Written request.
Go through the entries below and copy out every line that contains the word "wooden".

================

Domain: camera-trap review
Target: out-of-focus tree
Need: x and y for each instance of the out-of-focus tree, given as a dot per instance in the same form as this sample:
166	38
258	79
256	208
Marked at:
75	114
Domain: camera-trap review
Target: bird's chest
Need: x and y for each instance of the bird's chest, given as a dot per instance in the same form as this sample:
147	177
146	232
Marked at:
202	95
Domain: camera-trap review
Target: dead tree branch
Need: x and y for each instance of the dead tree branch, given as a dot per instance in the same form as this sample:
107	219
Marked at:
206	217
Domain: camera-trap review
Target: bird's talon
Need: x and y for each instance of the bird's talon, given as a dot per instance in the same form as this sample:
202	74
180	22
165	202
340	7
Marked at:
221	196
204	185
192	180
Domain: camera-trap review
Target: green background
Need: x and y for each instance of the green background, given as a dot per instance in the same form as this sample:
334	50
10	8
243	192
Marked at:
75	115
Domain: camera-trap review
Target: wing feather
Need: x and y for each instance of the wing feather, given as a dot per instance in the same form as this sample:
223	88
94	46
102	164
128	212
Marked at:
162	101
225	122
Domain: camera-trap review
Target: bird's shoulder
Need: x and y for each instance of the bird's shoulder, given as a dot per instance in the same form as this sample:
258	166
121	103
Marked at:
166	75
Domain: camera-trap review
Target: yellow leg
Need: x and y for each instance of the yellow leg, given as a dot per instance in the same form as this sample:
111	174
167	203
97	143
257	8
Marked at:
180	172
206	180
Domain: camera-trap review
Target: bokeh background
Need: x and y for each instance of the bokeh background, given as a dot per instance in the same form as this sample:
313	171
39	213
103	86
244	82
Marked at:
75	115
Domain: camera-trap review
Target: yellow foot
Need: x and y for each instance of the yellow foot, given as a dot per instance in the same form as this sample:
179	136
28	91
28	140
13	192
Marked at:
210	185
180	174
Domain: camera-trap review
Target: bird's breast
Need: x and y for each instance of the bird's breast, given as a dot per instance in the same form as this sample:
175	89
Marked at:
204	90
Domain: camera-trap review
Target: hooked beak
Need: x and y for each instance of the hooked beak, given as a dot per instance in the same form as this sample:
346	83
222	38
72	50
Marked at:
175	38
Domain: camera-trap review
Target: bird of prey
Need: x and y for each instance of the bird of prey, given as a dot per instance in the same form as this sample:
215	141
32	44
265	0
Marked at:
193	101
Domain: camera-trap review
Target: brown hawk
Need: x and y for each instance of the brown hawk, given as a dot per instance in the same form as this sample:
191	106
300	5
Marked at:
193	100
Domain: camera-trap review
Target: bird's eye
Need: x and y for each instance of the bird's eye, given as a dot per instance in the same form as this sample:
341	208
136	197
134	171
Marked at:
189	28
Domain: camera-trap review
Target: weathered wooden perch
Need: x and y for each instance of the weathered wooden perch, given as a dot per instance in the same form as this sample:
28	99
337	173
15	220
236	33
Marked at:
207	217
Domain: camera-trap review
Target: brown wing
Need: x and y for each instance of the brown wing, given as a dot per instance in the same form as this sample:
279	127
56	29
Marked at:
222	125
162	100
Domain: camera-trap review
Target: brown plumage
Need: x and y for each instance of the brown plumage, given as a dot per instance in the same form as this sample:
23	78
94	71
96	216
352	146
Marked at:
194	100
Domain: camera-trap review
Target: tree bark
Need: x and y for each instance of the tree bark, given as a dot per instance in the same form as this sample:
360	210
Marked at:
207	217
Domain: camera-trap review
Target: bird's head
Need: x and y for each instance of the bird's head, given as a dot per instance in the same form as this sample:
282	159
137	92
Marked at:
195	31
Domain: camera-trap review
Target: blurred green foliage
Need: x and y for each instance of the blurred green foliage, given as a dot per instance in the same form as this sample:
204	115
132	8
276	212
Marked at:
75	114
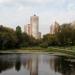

================

Written solution.
Target: weathered wooden perch
Need: x and y for each instance of the weathered wooden perch, given as a dot per instance in the same form as this sample:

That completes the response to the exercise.